▶ _EXERCISE BRIEF_
Please write out the material that follows, exactly as it stands.

* * *

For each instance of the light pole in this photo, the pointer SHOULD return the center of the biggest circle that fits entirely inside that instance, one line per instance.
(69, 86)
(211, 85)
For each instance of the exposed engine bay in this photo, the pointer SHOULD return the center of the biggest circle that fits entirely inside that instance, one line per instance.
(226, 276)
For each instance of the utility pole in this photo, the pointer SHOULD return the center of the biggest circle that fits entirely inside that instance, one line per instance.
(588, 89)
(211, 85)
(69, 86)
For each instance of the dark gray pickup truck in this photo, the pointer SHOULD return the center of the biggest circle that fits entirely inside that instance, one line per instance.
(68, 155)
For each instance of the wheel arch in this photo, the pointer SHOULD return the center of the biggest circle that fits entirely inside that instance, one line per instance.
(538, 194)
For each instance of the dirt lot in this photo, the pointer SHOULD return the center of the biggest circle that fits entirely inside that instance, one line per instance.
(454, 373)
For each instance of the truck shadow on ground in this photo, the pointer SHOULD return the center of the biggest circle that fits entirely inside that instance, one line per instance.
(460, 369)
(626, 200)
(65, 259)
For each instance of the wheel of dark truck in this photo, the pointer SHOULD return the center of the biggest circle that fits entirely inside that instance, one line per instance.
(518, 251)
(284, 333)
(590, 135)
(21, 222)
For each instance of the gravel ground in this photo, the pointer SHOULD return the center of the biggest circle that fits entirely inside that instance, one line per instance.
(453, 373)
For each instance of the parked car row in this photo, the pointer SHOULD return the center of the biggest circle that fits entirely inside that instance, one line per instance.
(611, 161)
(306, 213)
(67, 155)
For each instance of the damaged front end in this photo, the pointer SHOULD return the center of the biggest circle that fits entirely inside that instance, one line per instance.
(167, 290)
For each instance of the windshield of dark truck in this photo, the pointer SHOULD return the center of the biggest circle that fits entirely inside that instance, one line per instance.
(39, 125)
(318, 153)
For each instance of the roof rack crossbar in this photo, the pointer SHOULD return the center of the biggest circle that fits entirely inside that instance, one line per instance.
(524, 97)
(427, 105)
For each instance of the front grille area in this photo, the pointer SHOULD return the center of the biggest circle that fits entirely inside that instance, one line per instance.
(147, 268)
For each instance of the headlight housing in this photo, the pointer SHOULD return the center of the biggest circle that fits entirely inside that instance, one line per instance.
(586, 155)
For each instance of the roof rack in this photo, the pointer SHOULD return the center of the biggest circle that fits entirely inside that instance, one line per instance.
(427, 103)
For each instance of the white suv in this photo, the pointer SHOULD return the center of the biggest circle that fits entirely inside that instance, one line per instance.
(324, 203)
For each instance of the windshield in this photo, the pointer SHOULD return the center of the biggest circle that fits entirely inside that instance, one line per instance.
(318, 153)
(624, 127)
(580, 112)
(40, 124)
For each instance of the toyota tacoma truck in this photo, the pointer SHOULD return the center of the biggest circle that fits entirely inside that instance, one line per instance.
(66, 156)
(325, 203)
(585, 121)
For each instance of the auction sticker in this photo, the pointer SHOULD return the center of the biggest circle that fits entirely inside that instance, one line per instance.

* * *

▶ _TASK OUTPUT_
For each instance of the light pole in this photo, the pointer SHOULD return the center of the biggest circle that fits entirely inside that instance, one line per instance.
(69, 86)
(211, 85)
For each instance of the exposed engine bay in this photo, the pointer SHOULD return the center of the biggest circle that fits entirely inside that instance, one line per instance.
(226, 276)
For each instance of the utility pole in this photo, the pointer SHOULD return the center of the biggest circle that fits entirely inside that instance, one line per instance.
(588, 89)
(211, 85)
(69, 86)
For each instance of the dark gray pickup truck in this photo, the pointer SHOULD return the center of the biggest circle that fits entirely inside that instance, one line per instance.
(68, 155)
For each instance of the wheel arch in this photo, the pointer SHOULD return the center of the biggest circle that fits entirely inside that instance, one line per instance.
(538, 194)
For each instance of the dirt lot in this photo, the pointer SHOULD return the center of the biggest circle that fits entirely inside that instance, one line per instance.
(454, 373)
For each instance of the truck shadow on ground in this photo, the pointer SHOULD return the center of the biggest circle that fits entirely inside that instance, one line per instance.
(460, 369)
(626, 200)
(65, 259)
For each instance of the wheel of dark truck in this photo, the pointer SHOULD return the center of the biggest circle that fits entirely inside that instance, one line per instance.
(518, 251)
(284, 333)
(590, 135)
(21, 222)
For each instance of the gravel ground in this photo, the pointer SHOULD return the center of the biggest circle that fits entirely inside that instance, one line per instance.
(453, 373)
For each instance of the parked car row in this photo, the pointer SHOULD return the center of the biggest circle that fits entirely inside that instance, one line per instance.
(611, 161)
(306, 213)
(67, 155)
For each instance of the damaged front end in this photo, the pointer SHOULD return the center of the biggest circle that fits entirely inside that instance, one line per instance.
(167, 290)
For each instance of the windshield of dark truck in this photo, the pointer SHOULD return the center of the biggest circle that fits entirely inside that instance, one line per instance.
(39, 125)
(318, 153)
For each instance of the roof rack crossbar in this photo, the pointer SHOULD return the center of the biggest circle that fits entirely inside that instance, one line per instance.
(524, 97)
(427, 105)
For each instance of the front grille area in this photo, the pointer SHOULD return the center of the biggest circle that fits entirely inside that instance, one line per instance.
(147, 268)
For each instance of the headlight housing in this photo, the pointer SHOULD return the center of the biggest circle that fits entirely inside that instance, one line per instance.
(586, 155)
For each instance of the roof rack in this photo, the pointer SHOULD return the center of the biggest circle that fits entirely inside that instance, one line per instance.
(427, 103)
For each instance of the white suv in this photo, the pointer SHOULD return the center of the biggest circle that fits entirely inside that instance, one line per instance.
(324, 203)
For each instance of the windshield in this photo, the pointer SHOULD return the center of the biggest circle that fits entirely inside that instance, one line per instance.
(318, 153)
(624, 127)
(580, 112)
(40, 124)
For each instance of the toyota tacoma truck in this photo, the pointer SHOULD return the center of the biggest circle that fits entirely inside that instance, one line per instance.
(66, 156)
(325, 203)
(585, 121)
For each instance of the auction sticker in this photo, the pointer SHOULD return the center of the biggest circle that fits entirely inside that instance, one line per instance.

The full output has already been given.